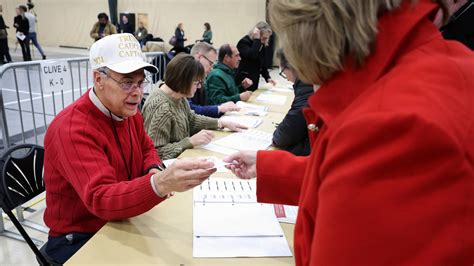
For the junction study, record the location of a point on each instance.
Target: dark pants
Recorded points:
(34, 40)
(25, 49)
(4, 51)
(59, 249)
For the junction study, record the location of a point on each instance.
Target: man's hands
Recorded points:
(182, 175)
(203, 137)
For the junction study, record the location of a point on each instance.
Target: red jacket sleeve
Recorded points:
(86, 167)
(391, 186)
(279, 182)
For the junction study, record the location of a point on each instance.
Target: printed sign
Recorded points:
(55, 76)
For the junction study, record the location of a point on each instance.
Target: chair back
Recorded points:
(21, 169)
(21, 180)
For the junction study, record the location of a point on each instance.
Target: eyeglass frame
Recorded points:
(133, 85)
(282, 74)
(208, 60)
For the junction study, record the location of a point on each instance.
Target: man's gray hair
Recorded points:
(202, 48)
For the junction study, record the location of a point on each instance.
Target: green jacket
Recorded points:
(220, 85)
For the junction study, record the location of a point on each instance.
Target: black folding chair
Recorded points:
(21, 180)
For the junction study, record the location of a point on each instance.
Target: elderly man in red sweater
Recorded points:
(100, 165)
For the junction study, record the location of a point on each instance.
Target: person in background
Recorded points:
(141, 33)
(180, 39)
(207, 35)
(99, 163)
(125, 26)
(459, 26)
(220, 86)
(32, 20)
(390, 177)
(252, 49)
(4, 50)
(22, 26)
(169, 121)
(207, 55)
(102, 28)
(292, 133)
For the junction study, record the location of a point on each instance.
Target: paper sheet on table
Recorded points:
(250, 122)
(250, 106)
(218, 163)
(240, 219)
(226, 190)
(271, 98)
(280, 89)
(247, 140)
(259, 230)
(286, 213)
(220, 149)
(230, 247)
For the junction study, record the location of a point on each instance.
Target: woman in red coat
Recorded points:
(390, 177)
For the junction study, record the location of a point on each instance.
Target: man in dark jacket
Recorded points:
(252, 48)
(20, 22)
(292, 134)
(4, 50)
(220, 86)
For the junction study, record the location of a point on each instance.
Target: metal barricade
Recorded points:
(26, 109)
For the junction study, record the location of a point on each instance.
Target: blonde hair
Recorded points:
(318, 35)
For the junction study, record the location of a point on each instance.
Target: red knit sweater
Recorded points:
(84, 173)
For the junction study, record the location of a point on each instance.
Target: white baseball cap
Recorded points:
(119, 52)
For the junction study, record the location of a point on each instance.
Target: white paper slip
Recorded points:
(249, 122)
(226, 190)
(247, 140)
(250, 106)
(218, 163)
(220, 149)
(231, 247)
(168, 162)
(286, 213)
(240, 219)
(271, 99)
(256, 112)
(281, 89)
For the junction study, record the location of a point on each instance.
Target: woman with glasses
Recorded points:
(169, 121)
(291, 134)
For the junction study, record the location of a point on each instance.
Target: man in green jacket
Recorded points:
(220, 84)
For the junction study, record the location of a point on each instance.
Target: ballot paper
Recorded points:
(219, 149)
(270, 98)
(249, 106)
(246, 140)
(286, 213)
(218, 163)
(249, 122)
(280, 89)
(228, 221)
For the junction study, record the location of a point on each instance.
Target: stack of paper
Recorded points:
(228, 222)
(286, 213)
(249, 122)
(247, 140)
(218, 163)
(250, 106)
(271, 98)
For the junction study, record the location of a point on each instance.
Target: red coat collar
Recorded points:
(399, 31)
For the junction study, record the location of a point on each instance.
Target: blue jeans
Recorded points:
(59, 249)
(34, 39)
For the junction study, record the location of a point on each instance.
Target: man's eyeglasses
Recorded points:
(282, 74)
(198, 83)
(129, 86)
(209, 60)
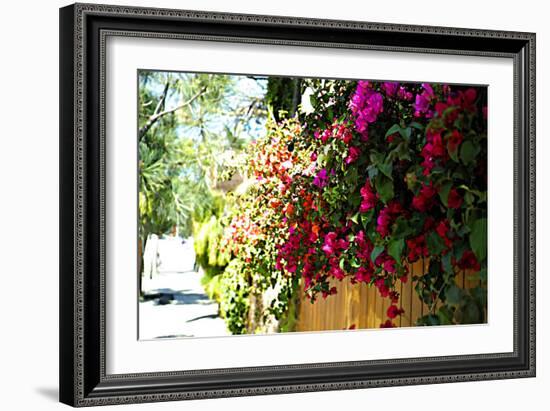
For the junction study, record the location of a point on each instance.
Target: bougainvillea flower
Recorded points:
(365, 105)
(353, 155)
(321, 179)
(455, 139)
(390, 88)
(368, 196)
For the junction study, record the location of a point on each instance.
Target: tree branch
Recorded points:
(155, 117)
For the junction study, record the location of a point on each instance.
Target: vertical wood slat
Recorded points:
(362, 305)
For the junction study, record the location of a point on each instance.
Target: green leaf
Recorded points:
(445, 315)
(478, 238)
(395, 248)
(435, 243)
(376, 252)
(453, 295)
(384, 187)
(386, 168)
(444, 192)
(342, 263)
(471, 313)
(393, 129)
(447, 266)
(468, 152)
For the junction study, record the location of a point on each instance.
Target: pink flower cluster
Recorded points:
(387, 216)
(433, 150)
(365, 105)
(368, 197)
(423, 101)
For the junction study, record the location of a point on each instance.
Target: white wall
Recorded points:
(29, 205)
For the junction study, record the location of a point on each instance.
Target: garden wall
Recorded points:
(361, 306)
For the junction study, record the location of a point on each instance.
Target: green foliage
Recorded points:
(208, 251)
(283, 95)
(234, 298)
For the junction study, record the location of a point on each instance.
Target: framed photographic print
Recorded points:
(259, 204)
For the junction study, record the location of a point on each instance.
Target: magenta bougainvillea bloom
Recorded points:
(321, 179)
(423, 102)
(353, 155)
(387, 216)
(368, 197)
(365, 105)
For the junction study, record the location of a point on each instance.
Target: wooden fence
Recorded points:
(361, 306)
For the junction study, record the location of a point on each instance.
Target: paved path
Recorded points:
(176, 304)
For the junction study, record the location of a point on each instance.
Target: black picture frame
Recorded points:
(83, 29)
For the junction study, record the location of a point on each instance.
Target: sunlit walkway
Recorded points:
(176, 304)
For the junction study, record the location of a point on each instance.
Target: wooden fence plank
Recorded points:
(362, 305)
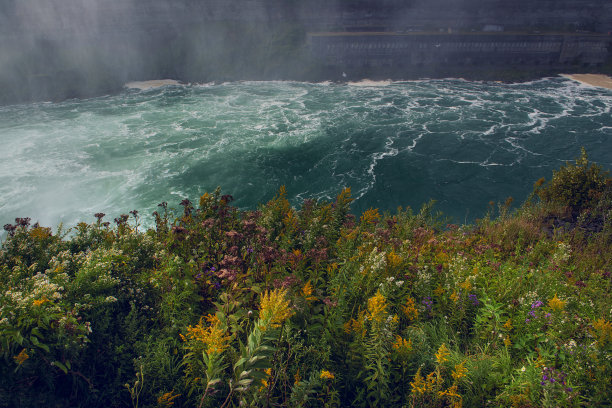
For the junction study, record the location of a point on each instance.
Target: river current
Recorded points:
(460, 143)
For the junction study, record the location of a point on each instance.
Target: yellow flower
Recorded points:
(41, 301)
(466, 285)
(556, 304)
(451, 392)
(356, 325)
(297, 377)
(377, 306)
(459, 372)
(418, 385)
(214, 337)
(603, 330)
(274, 308)
(508, 325)
(442, 354)
(507, 341)
(410, 309)
(21, 357)
(307, 292)
(326, 375)
(394, 260)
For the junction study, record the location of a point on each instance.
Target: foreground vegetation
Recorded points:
(309, 307)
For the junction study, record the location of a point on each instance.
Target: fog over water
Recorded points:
(402, 143)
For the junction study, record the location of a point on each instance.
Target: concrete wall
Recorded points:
(54, 49)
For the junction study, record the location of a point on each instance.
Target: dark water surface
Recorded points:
(396, 144)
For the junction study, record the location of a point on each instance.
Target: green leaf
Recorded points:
(60, 366)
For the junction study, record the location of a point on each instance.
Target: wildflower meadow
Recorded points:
(315, 306)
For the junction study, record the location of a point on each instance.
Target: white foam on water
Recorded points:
(155, 83)
(370, 83)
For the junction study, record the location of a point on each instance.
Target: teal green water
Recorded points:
(399, 144)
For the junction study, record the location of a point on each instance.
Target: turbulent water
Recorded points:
(461, 143)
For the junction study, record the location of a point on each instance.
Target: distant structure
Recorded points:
(525, 35)
(57, 49)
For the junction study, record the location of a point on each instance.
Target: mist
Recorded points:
(59, 49)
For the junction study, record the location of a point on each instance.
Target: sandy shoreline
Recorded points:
(599, 80)
(143, 85)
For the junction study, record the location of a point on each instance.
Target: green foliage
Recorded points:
(314, 307)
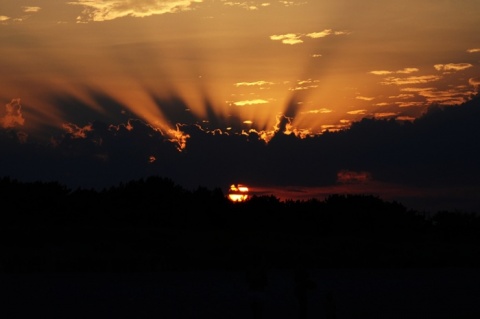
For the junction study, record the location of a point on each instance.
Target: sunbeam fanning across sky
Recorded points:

> _WORK INSTRUCTIONS_:
Repeat the listing verbatim. Skip the pictures.

> _SOLUTION TO THIS EXERCISE_:
For the junction study, record the location of a point on each instance.
Target: dark pants
Recorded points:
(34, 40)
(25, 49)
(4, 51)
(59, 249)
For the junction study, record the location of a point on each instance.
Target: man's hands
Recorded points:
(182, 175)
(203, 137)
For the junction study, record the location of a point on each instance.
Target: red jacket sleeve
Recorded points:
(86, 167)
(391, 186)
(279, 182)
For the junction study, record the location of a point on each instance.
Target: printed sign
Recorded points:
(55, 76)
For the junction study, record the location of a point on each instance.
Target: chair back
Recorded points:
(21, 169)
(21, 180)
For the junction study, record the location of a point on each instance.
Target: eyeglass frame
Recorded points:
(133, 85)
(282, 74)
(208, 60)
For the junction study, record the location of a point on each instance.
Target: man's gray hair
Recorded points:
(202, 48)
For the junction study, record the location of a point on each instance.
Target: green jacket
Recorded points:
(220, 85)
For the junction study, record the location of a point on each instance.
Target: black folding chair
Recorded points:
(21, 180)
For the junction study, record the location of a point on each instance.
Target: elderly man in red sweater
Recorded points:
(100, 165)
For the junction study, record the location of a point on each instance.
Target: person in background
Recorded points:
(141, 33)
(180, 39)
(207, 35)
(99, 163)
(125, 26)
(459, 26)
(220, 86)
(32, 20)
(390, 177)
(252, 49)
(4, 50)
(22, 26)
(169, 121)
(207, 55)
(102, 28)
(292, 133)
For the junction study, record the location of a point on each instance.
Target: paper sheet on table
Recorded points:
(250, 122)
(250, 106)
(218, 163)
(240, 219)
(226, 190)
(271, 98)
(280, 89)
(247, 140)
(259, 230)
(286, 213)
(220, 149)
(230, 247)
For the junction study, record the location of a point on each instance.
Target: woman in red coat
Recorded points:
(390, 177)
For the junction study, record the location of a point on each instance.
Target: man in dark jacket
Recorded points:
(252, 48)
(20, 22)
(292, 134)
(4, 50)
(220, 86)
For the junction study, record the location of a point on each instance.
Target: metal barricade
Recorded points:
(26, 109)
For the junction study, record the location of a point on each instance.
Target: blonde hair
Recorded points:
(318, 35)
For the junction study, record the location of a point on each instance.
Target: red knit sweater
Recorded points:
(84, 173)
For the junction study, record the location of a point on each instance.
Target: white baseball cap
Recorded points:
(119, 52)
For the junction study, record the location of a point on each instance.
Target: white paper slip
Recorded points:
(249, 122)
(226, 190)
(247, 140)
(250, 106)
(218, 163)
(220, 149)
(231, 247)
(168, 162)
(286, 213)
(240, 219)
(271, 99)
(256, 112)
(281, 89)
For the junction study, record the location of a point on each instance.
Target: woman with glasses
Recorded points:
(169, 121)
(291, 134)
For the junction study, record the location of a point on each instance.
Target: man in green jacket
Recorded points:
(220, 84)
For the junction study, record the location of a point on each instance.
Target: ballot paper
Recorded points:
(219, 149)
(270, 98)
(249, 106)
(246, 140)
(286, 213)
(218, 163)
(249, 122)
(280, 89)
(228, 221)
For the junction study, record the location of a point on each instance.
Target: stack of paper
Recorded points:
(228, 222)
(286, 213)
(249, 122)
(247, 140)
(218, 163)
(250, 106)
(271, 98)
For the junction study, record the location of a point on each instance.
Target: red coat collar
Recorded points:
(399, 31)
For the junction study, record the location of a point on each instance.
Target: blue jeans
Recorded points:
(59, 249)
(34, 39)
For the junction study, record the location of a point on each instance.
Target: man's eyeglasses
Recorded points:
(282, 74)
(198, 83)
(129, 86)
(209, 60)
For the junction study, record the location of a point on each instance.
Target: bougainvillea flower
Recorded points:
(365, 105)
(353, 155)
(321, 179)
(455, 139)
(390, 88)
(368, 196)
For the junction study, record the location of a point on each instance.
Target: tree branch
Recorded points:
(155, 117)
For the junction study, record the location of a point on each instance.
Target: vertical wood slat
Recorded points:
(362, 305)
For the junction study, record the location of a point on each instance.
Target: green leaf
Recorded points:
(445, 315)
(478, 238)
(395, 248)
(435, 243)
(376, 252)
(453, 295)
(384, 187)
(386, 168)
(444, 192)
(342, 263)
(471, 313)
(393, 129)
(447, 266)
(468, 152)
For the junction study, record the location of a point on each instance.
Target: pink flower cluster
Recorded points:
(387, 216)
(433, 150)
(365, 105)
(368, 197)
(423, 101)
For the junction study, record the location of a point on each instance.
Target: white wall
Recorded points:
(29, 205)
For the junction study, record the location of a point on each instance.
Target: garden wall
Recorded points:
(361, 306)
For the junction study, record the location of a point on each instance.
Target: green foliage
Recorded points:
(208, 251)
(283, 95)
(234, 298)
For the junction study, record the location of a point on each instance.
Target: framed photographic print
Recorded points:
(259, 204)
For the junction study, record the location of a point on each instance.
Target: magenta bougainvillea bloom
Recorded points:
(321, 179)
(423, 102)
(353, 155)
(387, 216)
(368, 197)
(365, 105)
For the junction study, record the location of a point on each instance.
Target: wooden fence
Recorded points:
(361, 306)
For the junction study, record the location of a point on each instance.
Target: paved path
Recorded points:
(176, 304)
For the junction study, record the location of a point on each instance.
Target: black picture frame
Recorded points:
(83, 29)
For the junction study, record the location of a point on each instance.
Target: sunlit walkway
Recorded points:
(176, 304)
For the junction study, record the location of a point on each instance.
Target: wooden fence plank
Recorded points:
(362, 305)
For the junction study, record the location of a point on each instance.
Target: river current
Recorded points:
(460, 143)
For the junction study, record the location of a point on each instance.
Target: yellow flower
Recorded points:
(41, 301)
(466, 285)
(556, 304)
(451, 392)
(356, 325)
(297, 377)
(377, 306)
(459, 372)
(418, 385)
(214, 337)
(603, 330)
(274, 308)
(508, 325)
(442, 354)
(507, 341)
(410, 309)
(21, 357)
(307, 292)
(326, 375)
(394, 260)
For the junction study, record the location of a point on each instance.
Target: foreground vegetation
Recorded points:
(309, 307)
For the junction study, record the location of a point on each instance.
Target: fog over water
Recorded points:
(402, 143)
For the junction study, record the location of a point on each instance.
Target: concrete wall
Recorded points:
(54, 49)
For the junction study, record the location of a point on each instance.
Target: dark water surface
Recorded points:
(396, 144)
For the junction study, record the location of a point on each instance.
Target: green leaf
Recorded points:
(60, 366)
For the junction study, record the location of a point on each instance.
Target: wildflower meadow
Recorded points:
(315, 306)
For the junction study, record the location of a point on each instance.
Target: white foam on water
Recorded points:
(155, 83)
(370, 83)
For the junction study, record the location of a point on each instance.
Target: teal green water
Recorded points:
(399, 144)
For the junction study, record the location of a point on each instance.
Target: turbulent water
Recorded points:
(461, 143)
For the junction study, record the location of a point on each instance.
Target: distant structure
Recorded points:
(525, 35)
(57, 49)
For the junction study, record the location of a point on each instance.
Target: mist
Recorded points:
(59, 49)
For the junction study, record the location of a point on each instance.
Target: sandy shoreline
Recorded points:
(599, 80)
(143, 85)
For the junction study, record the location of a point on each instance.
Target: green foliage
Recorded points:
(314, 307)
For the junction study, record the location of a point on each instance.
Target: sunbeam fanning across sky
Recorded points:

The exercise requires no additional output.